Aşağıdaki kayıtların bütün satırlarını istekler dahil yeniden yazın ve yanıtlardaki her nokta koordinatını 57 ekleyerek kaydırın; isteklerdeki ve biçim örneklerindeki sayılar aynı kalsın. Resimleri yanıtınıza koymayın.

Nokta işaretleme veri kümesi kayıtları
━━━━━━

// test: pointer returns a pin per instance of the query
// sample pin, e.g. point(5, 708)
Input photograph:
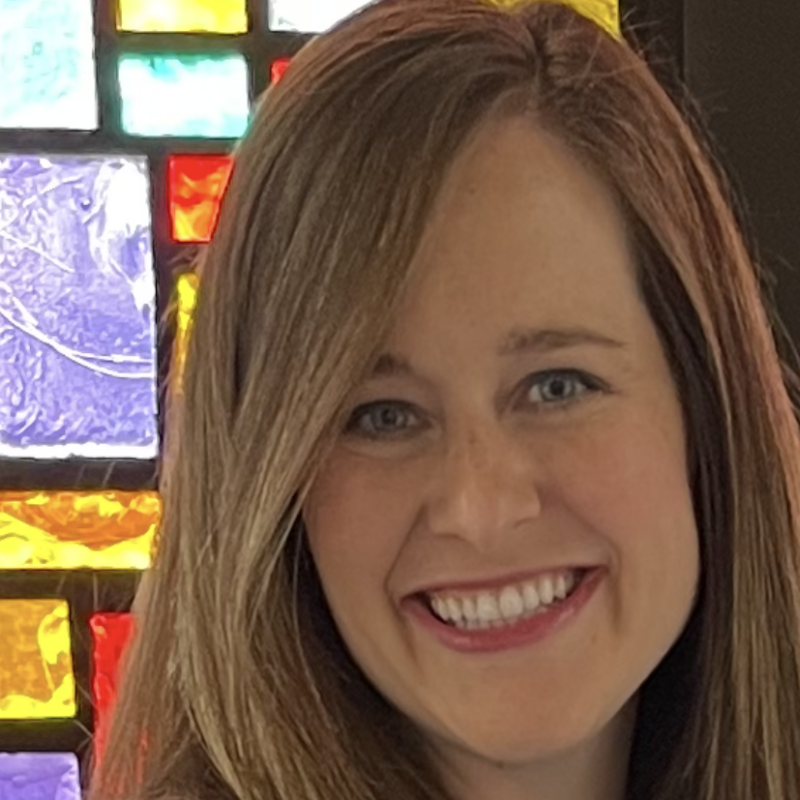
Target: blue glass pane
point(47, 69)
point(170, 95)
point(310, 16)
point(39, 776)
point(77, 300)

━━━━━━

**Alıştırmanın çözümü**
// test: pointer returns a pin per instance of the query
// sample pin, e.g. point(5, 708)
Input photograph:
Target: blue glass pane
point(104, 126)
point(227, 152)
point(367, 73)
point(96, 833)
point(134, 357)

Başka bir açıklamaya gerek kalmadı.